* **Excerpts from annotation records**

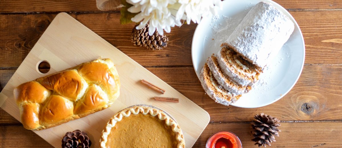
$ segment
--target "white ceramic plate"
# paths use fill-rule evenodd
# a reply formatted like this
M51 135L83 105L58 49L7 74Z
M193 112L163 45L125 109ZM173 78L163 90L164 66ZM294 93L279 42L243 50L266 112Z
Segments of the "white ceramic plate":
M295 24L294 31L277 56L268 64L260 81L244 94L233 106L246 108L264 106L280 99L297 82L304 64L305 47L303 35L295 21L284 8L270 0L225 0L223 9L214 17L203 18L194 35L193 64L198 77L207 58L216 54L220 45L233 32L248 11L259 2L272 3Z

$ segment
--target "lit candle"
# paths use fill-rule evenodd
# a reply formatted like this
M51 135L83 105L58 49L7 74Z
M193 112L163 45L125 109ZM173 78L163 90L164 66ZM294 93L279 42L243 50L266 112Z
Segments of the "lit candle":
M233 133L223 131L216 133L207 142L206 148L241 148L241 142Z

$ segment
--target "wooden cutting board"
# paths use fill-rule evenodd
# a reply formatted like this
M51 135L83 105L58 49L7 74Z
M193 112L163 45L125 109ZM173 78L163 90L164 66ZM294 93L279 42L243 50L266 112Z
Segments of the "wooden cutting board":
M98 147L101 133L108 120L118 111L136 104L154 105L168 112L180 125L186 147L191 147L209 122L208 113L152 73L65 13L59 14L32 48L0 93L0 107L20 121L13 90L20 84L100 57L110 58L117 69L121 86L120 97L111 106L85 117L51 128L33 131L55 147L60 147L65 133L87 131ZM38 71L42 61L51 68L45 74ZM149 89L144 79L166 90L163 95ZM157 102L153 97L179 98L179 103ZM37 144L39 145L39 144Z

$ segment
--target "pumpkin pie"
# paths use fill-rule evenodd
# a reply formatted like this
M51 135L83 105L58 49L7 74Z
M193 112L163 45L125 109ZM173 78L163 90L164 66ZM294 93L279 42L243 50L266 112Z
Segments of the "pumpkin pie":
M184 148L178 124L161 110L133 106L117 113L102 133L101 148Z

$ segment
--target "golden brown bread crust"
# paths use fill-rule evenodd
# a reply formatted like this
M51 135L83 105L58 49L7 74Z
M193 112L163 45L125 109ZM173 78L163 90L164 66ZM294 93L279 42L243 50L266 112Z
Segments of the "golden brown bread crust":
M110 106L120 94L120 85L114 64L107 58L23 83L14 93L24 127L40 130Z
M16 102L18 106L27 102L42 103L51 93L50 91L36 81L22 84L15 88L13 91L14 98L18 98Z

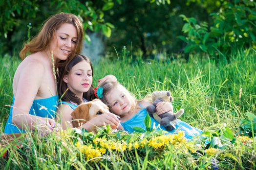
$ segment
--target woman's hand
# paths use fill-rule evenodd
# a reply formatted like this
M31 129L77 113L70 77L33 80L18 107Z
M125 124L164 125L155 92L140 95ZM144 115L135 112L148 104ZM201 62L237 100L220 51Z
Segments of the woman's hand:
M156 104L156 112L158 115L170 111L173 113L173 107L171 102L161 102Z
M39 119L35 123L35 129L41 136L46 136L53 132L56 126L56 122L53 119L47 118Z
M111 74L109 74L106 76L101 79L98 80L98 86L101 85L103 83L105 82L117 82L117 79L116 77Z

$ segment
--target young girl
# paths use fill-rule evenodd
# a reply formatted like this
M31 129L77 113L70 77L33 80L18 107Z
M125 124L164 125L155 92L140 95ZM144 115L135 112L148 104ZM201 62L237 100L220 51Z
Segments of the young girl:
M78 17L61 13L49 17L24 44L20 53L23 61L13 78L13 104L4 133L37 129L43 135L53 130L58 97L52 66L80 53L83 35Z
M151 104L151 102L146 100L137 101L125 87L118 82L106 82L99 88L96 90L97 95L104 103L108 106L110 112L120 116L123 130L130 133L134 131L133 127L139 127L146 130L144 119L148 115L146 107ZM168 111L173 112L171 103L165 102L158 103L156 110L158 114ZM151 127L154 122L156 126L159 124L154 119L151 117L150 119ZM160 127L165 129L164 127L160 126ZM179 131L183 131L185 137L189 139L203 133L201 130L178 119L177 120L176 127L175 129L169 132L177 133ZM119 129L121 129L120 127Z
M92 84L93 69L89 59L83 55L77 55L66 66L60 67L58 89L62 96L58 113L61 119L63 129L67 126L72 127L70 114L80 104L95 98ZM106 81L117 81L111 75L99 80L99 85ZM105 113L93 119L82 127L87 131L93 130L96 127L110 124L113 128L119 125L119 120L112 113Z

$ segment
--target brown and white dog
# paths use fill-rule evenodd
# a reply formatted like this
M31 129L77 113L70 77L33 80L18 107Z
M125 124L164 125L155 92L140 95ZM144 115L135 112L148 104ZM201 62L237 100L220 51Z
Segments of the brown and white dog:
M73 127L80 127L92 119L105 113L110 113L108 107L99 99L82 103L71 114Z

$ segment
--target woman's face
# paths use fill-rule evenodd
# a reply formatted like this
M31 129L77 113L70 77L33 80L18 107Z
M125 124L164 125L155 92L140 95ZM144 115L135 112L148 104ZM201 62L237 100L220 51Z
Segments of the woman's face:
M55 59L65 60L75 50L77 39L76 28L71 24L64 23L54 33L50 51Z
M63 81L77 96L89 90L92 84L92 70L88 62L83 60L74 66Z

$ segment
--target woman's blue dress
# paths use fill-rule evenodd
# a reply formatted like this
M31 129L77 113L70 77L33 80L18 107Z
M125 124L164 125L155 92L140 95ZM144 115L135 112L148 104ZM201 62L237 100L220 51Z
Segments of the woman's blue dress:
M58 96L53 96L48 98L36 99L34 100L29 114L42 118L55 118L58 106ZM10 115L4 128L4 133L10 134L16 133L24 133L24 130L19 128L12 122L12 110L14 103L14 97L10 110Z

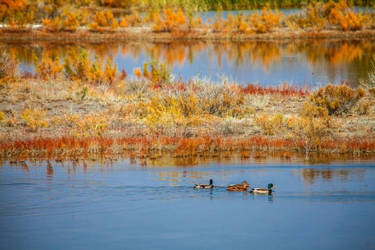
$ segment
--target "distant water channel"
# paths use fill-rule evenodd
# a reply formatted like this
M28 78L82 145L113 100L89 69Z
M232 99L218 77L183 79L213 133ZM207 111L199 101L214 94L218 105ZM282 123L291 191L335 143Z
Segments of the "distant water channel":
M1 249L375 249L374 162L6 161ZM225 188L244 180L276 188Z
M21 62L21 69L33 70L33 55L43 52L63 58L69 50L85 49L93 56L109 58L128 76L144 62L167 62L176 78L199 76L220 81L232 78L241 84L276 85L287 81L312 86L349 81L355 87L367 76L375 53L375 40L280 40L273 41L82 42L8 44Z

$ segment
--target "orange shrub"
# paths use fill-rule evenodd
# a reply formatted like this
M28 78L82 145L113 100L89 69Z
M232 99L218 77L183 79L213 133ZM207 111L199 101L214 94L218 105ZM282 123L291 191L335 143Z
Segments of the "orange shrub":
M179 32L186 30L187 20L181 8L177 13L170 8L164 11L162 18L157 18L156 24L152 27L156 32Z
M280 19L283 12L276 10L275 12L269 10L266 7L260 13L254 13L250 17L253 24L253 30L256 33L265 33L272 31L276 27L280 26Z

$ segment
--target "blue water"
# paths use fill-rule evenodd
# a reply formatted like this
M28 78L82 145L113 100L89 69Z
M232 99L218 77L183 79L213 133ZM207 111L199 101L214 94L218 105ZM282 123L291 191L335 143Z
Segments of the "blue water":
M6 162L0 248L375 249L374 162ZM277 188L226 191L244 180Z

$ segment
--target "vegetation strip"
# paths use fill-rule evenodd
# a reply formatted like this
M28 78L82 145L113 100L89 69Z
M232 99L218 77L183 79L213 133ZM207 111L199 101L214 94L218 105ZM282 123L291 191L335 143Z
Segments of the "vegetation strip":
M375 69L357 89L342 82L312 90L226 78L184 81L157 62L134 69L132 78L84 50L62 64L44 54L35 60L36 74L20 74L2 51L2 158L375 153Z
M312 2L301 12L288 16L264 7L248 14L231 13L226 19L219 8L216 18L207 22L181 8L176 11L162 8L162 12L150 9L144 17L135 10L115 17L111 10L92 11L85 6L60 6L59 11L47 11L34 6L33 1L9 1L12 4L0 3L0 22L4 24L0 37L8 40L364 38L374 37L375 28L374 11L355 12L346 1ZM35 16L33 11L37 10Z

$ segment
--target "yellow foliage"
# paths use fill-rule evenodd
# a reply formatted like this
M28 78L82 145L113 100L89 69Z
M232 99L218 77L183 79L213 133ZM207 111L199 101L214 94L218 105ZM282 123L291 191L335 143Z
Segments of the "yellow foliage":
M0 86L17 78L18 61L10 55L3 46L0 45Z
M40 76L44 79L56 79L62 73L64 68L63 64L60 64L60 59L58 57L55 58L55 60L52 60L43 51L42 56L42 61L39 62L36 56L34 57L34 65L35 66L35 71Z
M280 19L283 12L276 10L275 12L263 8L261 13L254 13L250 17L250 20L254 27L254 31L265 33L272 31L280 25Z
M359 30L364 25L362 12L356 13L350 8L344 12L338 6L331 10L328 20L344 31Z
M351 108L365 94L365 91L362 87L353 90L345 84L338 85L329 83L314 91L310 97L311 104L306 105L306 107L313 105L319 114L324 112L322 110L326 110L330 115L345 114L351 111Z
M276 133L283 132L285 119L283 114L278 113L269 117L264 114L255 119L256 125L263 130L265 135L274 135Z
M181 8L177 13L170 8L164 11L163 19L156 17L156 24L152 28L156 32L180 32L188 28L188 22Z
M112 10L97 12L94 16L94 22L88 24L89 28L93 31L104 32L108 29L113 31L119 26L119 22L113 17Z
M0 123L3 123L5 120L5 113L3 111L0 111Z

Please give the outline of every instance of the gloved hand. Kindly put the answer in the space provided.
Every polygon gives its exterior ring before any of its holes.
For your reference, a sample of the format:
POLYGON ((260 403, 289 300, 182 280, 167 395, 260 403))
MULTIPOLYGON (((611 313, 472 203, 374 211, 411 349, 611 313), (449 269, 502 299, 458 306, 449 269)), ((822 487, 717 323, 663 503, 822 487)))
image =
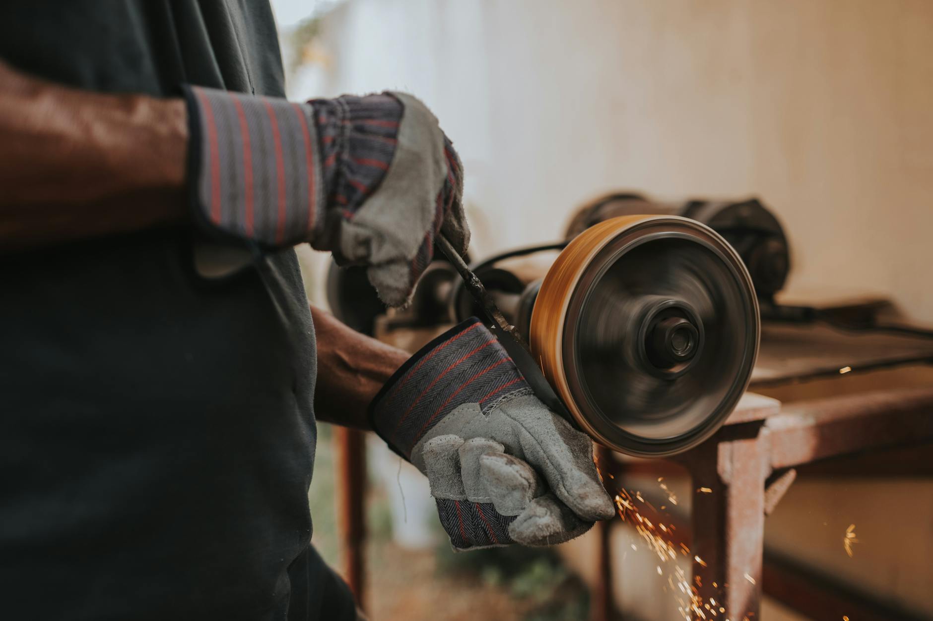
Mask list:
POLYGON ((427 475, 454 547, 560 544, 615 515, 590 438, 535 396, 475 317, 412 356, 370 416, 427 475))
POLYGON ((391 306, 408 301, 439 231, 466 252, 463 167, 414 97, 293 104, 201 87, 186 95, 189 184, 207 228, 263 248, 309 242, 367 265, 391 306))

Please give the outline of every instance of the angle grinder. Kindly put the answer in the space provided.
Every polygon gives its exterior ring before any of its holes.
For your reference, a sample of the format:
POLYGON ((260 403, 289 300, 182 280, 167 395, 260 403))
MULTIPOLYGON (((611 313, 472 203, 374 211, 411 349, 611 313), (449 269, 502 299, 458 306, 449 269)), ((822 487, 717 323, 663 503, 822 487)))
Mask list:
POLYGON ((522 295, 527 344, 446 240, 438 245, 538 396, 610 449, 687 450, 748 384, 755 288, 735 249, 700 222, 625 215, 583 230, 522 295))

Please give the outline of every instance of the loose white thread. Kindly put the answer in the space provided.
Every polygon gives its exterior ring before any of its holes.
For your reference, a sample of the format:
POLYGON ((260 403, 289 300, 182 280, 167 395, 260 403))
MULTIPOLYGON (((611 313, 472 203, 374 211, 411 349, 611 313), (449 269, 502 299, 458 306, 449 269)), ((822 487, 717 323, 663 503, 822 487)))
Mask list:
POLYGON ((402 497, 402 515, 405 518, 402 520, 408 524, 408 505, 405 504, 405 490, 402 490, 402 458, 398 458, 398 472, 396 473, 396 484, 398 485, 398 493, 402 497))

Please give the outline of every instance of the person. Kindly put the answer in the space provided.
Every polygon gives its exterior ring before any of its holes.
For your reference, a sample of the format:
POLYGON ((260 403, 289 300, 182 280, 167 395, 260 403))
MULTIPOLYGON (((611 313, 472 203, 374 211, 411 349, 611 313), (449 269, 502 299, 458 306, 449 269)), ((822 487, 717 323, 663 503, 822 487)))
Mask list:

* **Problem to work on**
Rescale the material starting with the line that contains "Please give the outline of every instance of the loose" and going on through the line that contains "POLYGON ((402 497, 402", and return every one of those lines. Multiply each polygon coordinate in the answer by 1.5 and round it to a whole number, rounding halves up, but leave the request text and its format samples unchanged.

* **Solution for this problem**
Please give the outline of every instance of the loose white thread. Kindly put the answer in the space provided.
Every polygon gives its exterior ring before any of its holes.
For your reference, a sample of the format:
POLYGON ((260 403, 289 300, 182 280, 167 395, 260 403))
MULTIPOLYGON (((611 313, 472 203, 374 211, 411 349, 611 313), (449 269, 502 299, 458 306, 449 269)), ((822 487, 717 323, 663 503, 822 487)))
Mask list:
POLYGON ((603 746, 603 773, 608 777, 603 780, 612 786, 612 758, 608 756, 608 735, 603 735, 603 687, 597 687, 597 708, 594 710, 594 726, 597 728, 597 740, 603 746))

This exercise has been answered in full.